:: PROBLEM DESCRIPTION ::
Search the records for the string "ridge" and copy every line in which it appears.

Segment Start: DATA SUPPLIED

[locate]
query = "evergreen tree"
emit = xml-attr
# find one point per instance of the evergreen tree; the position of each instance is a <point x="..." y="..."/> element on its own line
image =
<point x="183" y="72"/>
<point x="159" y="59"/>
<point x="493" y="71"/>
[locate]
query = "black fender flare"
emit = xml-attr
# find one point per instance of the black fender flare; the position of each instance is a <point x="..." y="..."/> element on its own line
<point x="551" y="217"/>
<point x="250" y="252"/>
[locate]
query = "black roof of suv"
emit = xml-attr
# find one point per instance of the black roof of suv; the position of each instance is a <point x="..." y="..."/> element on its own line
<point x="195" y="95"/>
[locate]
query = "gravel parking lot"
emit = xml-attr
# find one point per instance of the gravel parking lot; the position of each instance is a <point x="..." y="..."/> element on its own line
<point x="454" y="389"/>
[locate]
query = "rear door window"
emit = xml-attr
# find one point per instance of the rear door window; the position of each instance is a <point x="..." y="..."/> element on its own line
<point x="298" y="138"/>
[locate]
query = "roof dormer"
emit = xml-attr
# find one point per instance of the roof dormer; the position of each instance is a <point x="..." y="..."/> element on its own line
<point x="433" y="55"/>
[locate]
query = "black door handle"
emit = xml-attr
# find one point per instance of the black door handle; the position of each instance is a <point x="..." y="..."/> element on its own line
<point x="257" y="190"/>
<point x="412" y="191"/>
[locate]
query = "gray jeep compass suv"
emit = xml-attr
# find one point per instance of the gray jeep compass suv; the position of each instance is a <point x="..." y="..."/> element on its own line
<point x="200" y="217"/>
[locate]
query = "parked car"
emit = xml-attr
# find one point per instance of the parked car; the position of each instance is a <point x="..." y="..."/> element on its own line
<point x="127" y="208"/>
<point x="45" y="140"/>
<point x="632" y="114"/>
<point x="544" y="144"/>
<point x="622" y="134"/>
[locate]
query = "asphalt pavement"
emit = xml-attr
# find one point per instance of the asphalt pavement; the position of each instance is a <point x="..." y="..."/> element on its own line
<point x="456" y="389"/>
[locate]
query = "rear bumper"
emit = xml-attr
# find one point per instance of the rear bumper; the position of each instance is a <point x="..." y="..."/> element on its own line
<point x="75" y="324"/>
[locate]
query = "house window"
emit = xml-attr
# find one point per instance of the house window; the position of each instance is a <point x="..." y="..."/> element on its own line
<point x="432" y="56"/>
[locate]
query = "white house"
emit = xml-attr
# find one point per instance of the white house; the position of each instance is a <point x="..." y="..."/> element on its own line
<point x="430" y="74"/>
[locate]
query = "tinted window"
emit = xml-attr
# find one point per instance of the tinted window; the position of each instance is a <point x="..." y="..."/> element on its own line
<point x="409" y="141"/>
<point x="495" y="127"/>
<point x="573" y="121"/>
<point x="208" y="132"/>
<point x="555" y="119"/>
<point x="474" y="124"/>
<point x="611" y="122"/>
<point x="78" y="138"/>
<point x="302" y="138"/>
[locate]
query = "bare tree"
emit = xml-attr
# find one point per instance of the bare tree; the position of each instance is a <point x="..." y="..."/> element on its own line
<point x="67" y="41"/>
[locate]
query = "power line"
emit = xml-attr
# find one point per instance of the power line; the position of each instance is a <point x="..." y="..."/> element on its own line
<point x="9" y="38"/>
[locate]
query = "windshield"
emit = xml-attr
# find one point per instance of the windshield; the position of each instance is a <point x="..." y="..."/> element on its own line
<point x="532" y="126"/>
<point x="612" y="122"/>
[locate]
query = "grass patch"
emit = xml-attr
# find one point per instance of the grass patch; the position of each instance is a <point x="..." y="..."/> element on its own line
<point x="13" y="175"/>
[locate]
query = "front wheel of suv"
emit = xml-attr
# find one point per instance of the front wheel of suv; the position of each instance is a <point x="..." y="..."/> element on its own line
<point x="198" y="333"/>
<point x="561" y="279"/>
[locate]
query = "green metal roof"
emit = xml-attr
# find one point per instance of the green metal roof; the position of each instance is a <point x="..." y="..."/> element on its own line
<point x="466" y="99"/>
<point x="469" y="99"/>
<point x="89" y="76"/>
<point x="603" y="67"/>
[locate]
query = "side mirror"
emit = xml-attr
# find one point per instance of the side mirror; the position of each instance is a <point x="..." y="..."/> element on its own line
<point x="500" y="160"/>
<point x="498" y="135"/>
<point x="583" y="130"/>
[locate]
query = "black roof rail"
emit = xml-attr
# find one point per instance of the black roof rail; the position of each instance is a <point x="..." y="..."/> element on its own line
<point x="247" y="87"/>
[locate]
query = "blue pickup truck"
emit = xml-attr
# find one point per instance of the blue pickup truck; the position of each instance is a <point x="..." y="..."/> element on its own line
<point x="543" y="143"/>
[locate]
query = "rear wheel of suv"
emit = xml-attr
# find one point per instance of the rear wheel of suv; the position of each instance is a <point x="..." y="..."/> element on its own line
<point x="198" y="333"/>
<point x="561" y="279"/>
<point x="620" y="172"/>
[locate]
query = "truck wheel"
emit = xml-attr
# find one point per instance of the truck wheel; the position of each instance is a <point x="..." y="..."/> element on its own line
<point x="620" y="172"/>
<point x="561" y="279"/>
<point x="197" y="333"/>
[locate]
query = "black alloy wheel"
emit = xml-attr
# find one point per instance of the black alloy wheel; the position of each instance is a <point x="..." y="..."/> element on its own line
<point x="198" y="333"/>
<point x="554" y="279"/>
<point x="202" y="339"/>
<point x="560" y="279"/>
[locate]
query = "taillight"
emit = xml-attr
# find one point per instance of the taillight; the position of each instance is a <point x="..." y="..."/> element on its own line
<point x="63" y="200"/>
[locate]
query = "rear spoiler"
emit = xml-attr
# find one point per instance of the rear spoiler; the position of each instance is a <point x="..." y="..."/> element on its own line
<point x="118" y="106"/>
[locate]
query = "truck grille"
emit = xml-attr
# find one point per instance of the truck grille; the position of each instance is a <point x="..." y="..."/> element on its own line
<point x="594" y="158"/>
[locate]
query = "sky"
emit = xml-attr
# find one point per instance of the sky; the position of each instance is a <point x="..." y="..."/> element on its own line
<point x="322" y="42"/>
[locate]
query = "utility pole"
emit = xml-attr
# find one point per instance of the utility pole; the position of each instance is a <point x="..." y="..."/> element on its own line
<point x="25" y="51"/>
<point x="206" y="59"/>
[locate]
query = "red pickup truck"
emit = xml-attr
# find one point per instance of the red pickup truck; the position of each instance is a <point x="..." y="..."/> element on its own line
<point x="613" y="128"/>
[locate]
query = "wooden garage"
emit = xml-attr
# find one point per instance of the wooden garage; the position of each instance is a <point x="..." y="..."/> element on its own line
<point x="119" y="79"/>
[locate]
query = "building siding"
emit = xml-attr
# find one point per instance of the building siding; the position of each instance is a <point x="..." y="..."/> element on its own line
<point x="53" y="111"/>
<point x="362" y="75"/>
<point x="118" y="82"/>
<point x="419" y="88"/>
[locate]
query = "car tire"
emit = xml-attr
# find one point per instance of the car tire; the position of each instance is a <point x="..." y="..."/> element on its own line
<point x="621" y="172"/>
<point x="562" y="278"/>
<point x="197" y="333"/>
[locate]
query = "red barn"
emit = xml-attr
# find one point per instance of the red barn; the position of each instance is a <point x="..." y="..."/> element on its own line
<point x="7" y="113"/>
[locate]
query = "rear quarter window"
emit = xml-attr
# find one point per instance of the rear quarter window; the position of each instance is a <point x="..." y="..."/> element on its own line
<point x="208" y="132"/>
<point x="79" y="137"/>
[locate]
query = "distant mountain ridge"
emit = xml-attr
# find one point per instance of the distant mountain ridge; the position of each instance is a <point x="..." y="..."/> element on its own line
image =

Segment End: DATA SUPPLIED

:: ANSWER TO THIS EXERCISE ::
query = "distant mountain ridge"
# find one point per instance of the distant mountain ridge; the position of each instance is a <point x="..." y="..."/> element on its own line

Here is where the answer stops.